## Begin
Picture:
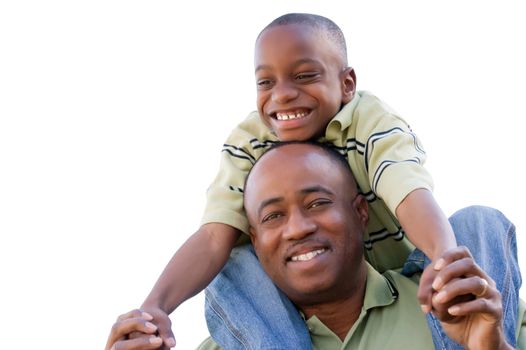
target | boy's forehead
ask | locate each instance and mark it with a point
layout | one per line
(273, 40)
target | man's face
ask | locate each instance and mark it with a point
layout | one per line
(306, 223)
(301, 81)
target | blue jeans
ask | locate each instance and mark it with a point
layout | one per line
(245, 310)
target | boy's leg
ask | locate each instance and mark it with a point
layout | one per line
(260, 316)
(490, 237)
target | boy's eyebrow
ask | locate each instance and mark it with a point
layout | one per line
(295, 64)
(314, 189)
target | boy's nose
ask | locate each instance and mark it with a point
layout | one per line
(284, 92)
(299, 225)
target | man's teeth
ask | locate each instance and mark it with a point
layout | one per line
## End
Rewrite the lines from the one containing "target | blue jeans" up to and including the last line of the items as a JSON list of strings, one string per line, with blank lines left out.

**TASK RESPONSE**
[
  "target | blue jeans",
  "ask | locate each instance and mark it with a point",
  "layout | one per line",
  "(245, 310)",
  "target | boy's leg",
  "ask | locate each instance and mark it with a point",
  "layout | one per line",
  "(260, 316)",
  "(490, 237)",
  "target | boy's eyebrow",
  "ask | locate each instance and mark it with a point",
  "layout | one per line",
  "(295, 64)",
  "(314, 189)",
  "target | boy's nose",
  "ask | locate each instance and mark it with a point",
  "layout | one per line",
  "(284, 92)",
  "(299, 225)",
  "target | man's teeth",
  "ask | locate each instance and mark it with a point",
  "layout | one per line"
]